[Saved data entries]

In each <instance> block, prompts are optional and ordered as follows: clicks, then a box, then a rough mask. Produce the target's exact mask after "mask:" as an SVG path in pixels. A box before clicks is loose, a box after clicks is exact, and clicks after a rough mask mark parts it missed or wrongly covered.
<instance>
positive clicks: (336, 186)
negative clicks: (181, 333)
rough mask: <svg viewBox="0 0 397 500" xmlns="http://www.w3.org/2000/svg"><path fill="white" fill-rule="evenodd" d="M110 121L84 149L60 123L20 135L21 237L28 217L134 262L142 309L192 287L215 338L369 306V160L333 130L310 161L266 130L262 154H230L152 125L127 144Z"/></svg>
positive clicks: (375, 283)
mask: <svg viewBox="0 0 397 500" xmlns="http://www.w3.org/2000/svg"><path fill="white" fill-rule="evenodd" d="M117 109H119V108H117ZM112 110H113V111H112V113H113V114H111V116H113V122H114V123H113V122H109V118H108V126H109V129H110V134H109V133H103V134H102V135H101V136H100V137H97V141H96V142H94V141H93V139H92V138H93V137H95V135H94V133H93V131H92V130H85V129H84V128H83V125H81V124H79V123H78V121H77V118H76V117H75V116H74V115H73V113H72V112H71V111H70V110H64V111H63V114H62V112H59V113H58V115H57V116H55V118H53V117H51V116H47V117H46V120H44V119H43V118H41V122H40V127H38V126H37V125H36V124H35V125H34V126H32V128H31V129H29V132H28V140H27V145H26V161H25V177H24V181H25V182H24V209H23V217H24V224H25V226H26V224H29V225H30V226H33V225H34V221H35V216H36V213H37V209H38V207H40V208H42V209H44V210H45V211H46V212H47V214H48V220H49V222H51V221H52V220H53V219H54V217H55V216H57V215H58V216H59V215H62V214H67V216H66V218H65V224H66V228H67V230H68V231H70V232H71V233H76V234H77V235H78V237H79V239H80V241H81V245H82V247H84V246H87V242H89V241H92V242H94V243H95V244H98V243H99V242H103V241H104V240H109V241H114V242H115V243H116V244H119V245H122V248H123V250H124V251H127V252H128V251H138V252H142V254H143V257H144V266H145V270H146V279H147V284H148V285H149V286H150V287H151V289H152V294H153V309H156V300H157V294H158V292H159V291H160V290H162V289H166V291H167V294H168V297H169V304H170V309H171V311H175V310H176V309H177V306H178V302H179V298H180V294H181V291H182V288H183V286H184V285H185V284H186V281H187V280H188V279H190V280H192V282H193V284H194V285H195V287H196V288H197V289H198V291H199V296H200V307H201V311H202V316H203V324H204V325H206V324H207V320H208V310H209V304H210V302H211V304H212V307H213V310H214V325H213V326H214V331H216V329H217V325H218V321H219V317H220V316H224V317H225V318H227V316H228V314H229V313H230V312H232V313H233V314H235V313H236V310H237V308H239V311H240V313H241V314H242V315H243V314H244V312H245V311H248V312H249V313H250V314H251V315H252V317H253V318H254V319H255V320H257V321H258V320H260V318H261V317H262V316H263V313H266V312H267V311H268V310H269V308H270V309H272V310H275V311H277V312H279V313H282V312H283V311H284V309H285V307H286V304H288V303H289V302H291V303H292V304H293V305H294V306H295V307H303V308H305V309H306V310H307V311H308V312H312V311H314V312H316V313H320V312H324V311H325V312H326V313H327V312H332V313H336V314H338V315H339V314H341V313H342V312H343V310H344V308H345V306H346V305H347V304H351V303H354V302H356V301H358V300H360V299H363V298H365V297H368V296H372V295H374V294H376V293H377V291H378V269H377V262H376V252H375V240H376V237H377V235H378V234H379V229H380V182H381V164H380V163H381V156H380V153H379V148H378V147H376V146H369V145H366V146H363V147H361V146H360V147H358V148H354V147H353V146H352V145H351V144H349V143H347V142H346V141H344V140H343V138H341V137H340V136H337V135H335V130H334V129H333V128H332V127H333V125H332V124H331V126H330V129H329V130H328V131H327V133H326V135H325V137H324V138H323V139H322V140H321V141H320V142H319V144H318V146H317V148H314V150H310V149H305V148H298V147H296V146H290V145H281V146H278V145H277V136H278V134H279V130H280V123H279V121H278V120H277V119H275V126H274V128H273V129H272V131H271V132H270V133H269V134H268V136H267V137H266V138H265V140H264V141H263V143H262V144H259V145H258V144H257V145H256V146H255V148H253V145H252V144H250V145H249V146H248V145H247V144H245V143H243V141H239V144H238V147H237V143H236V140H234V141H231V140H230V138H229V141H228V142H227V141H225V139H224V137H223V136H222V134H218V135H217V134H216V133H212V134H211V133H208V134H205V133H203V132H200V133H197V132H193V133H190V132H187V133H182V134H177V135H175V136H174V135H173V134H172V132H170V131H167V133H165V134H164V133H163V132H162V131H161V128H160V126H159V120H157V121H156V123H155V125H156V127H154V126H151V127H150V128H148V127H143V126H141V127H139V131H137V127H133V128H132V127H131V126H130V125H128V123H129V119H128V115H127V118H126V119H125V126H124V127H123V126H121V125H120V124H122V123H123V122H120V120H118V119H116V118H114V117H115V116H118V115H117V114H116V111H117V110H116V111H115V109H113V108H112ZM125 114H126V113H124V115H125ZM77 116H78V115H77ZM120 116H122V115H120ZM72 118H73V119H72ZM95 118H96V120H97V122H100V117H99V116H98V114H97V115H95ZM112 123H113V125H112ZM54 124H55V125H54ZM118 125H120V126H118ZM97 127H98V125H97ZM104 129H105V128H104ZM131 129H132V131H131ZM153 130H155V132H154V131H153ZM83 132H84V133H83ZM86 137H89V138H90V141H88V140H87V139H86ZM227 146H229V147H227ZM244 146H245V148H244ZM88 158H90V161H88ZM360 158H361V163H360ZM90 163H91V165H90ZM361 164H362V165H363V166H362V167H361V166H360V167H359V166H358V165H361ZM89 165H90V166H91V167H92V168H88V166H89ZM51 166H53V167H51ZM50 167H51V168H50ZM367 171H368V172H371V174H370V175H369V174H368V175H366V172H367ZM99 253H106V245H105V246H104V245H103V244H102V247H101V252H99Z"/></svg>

§ **Assignment**
Give back the records above exactly, limited to the lines between the one holding "negative clicks: (181, 333)" and the one holding "rough mask: <svg", inclusive.

§ **Solution to this task**
negative clicks: (181, 333)
rough mask: <svg viewBox="0 0 397 500" xmlns="http://www.w3.org/2000/svg"><path fill="white" fill-rule="evenodd" d="M110 121L84 149L60 123L20 135L21 237L28 217L134 262L142 309L192 287L215 338L369 306V160L333 130L310 161L266 130L262 154H230L152 125L127 144Z"/></svg>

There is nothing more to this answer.